Required task. Lay out the lines below as a two-column CSV with the header instruction,response and one row per line. Put each line's text and its answer in separate quoted fields, replace line breaks with spaces, and leave out the pictures.

Records for this task.
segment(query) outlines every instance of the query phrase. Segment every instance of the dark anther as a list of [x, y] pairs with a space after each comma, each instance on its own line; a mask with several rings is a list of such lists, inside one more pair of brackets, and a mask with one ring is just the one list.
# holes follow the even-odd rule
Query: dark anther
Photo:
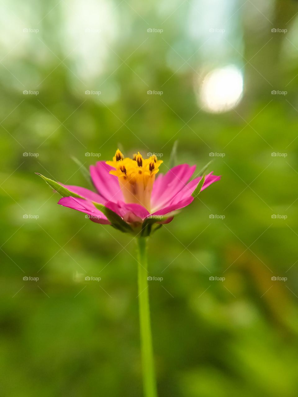
[[149, 171], [153, 171], [154, 169], [154, 163], [150, 163], [149, 164]]

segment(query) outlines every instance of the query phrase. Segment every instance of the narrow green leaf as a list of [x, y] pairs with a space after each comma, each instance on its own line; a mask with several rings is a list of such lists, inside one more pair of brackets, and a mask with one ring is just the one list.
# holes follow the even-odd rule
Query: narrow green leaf
[[204, 184], [204, 182], [205, 181], [205, 175], [204, 175], [202, 179], [201, 179], [200, 181], [199, 182], [199, 184], [195, 188], [195, 189], [193, 192], [192, 196], [193, 197], [196, 197], [199, 194], [200, 192], [201, 191], [201, 189], [202, 189], [203, 185]]
[[54, 190], [56, 190], [62, 197], [68, 197], [71, 196], [72, 197], [77, 197], [78, 198], [84, 198], [81, 196], [77, 194], [76, 193], [74, 193], [73, 192], [69, 190], [68, 189], [66, 189], [66, 187], [64, 187], [64, 186], [62, 186], [58, 182], [55, 182], [54, 181], [50, 179], [49, 178], [47, 178], [46, 177], [44, 176], [43, 175], [42, 175], [41, 174], [39, 173], [38, 172], [36, 172], [35, 173], [37, 174], [37, 175], [39, 175], [39, 176], [41, 177], [45, 181], [48, 185], [49, 185]]
[[173, 145], [169, 160], [169, 168], [170, 169], [174, 167], [177, 164], [177, 148], [178, 147], [178, 141], [175, 141]]
[[[47, 178], [46, 177], [44, 176], [43, 175], [42, 175], [41, 174], [39, 173], [38, 172], [35, 173], [37, 175], [39, 175], [39, 176], [41, 177], [45, 181], [48, 185], [49, 185], [51, 187], [56, 190], [62, 197], [76, 197], [78, 198], [85, 198], [85, 197], [80, 196], [79, 195], [77, 194], [76, 193], [74, 193], [66, 187], [64, 187], [64, 186], [62, 186], [60, 183], [58, 183], [58, 182], [55, 182], [54, 181], [53, 181], [49, 178]], [[92, 202], [98, 209], [103, 214], [104, 214], [108, 219], [111, 222], [112, 225], [113, 227], [121, 230], [122, 231], [131, 232], [133, 231], [130, 225], [124, 221], [121, 216], [119, 216], [118, 215], [114, 212], [114, 211], [112, 211], [111, 210], [109, 209], [108, 208], [107, 208], [106, 207], [105, 207], [102, 204], [100, 204], [99, 203], [96, 202], [95, 201], [92, 201]]]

Task answer.
instruction,response
"segment(query) outlines every instance of the query phrase. Segment every instance of the dark anther as a list of [x, y] pairs with a space after each comma, each instance on its own line; a mask with several rings is a list of such lists, inside one more pair of brackets, and a mask with one ring is just the one list. # holes follow the even-odd rule Query: dark anther Photo:","[[149, 171], [153, 171], [154, 169], [154, 163], [150, 163], [149, 164]]"
"segment(query) outlines every instance of the query phrase. Segment every instance of the narrow green leaf as a list of [x, y] pairs with a space after each comma, each instance on its own line; a mask with several rings is a list of such lists, inside one more pair of brackets, and a mask with one ring is just the one list. # holes follow the even-odd rule Query: narrow green leaf","[[204, 184], [204, 182], [205, 181], [205, 175], [204, 175], [202, 179], [201, 179], [200, 181], [199, 182], [199, 184], [195, 188], [195, 189], [193, 192], [192, 196], [193, 197], [196, 197], [199, 194], [200, 192], [201, 191], [201, 189], [202, 189], [203, 185]] [[54, 190], [56, 190], [62, 197], [68, 197], [71, 196], [72, 197], [77, 197], [78, 198], [84, 198], [81, 196], [77, 194], [76, 193], [74, 193], [73, 192], [69, 190], [68, 189], [66, 189], [66, 187], [64, 187], [64, 186], [62, 186], [58, 182], [55, 182], [54, 181], [50, 179], [49, 178], [47, 178], [46, 177], [44, 176], [43, 175], [42, 175], [41, 174], [39, 173], [38, 172], [36, 172], [35, 173], [37, 174], [37, 175], [39, 175], [39, 176], [41, 177], [45, 181], [48, 185], [49, 185]] [[173, 145], [169, 160], [169, 168], [170, 169], [174, 167], [177, 164], [177, 148], [178, 147], [178, 141], [175, 141]] [[[47, 178], [46, 177], [44, 176], [43, 175], [42, 175], [41, 174], [39, 173], [38, 172], [35, 173], [37, 175], [39, 175], [39, 176], [41, 177], [45, 181], [48, 185], [49, 185], [51, 187], [56, 190], [62, 197], [76, 197], [78, 198], [85, 198], [85, 197], [80, 196], [79, 195], [77, 194], [76, 193], [74, 193], [66, 187], [64, 187], [64, 186], [62, 186], [60, 183], [58, 183], [58, 182], [55, 182], [54, 181], [53, 181], [49, 178]], [[92, 202], [98, 209], [103, 214], [104, 214], [108, 219], [111, 222], [112, 225], [113, 227], [121, 230], [122, 231], [131, 232], [133, 231], [130, 225], [124, 221], [121, 216], [119, 216], [118, 215], [114, 212], [114, 211], [112, 211], [111, 210], [109, 209], [108, 208], [107, 208], [106, 207], [105, 207], [102, 204], [100, 204], [99, 203], [96, 202], [95, 201], [92, 201]]]"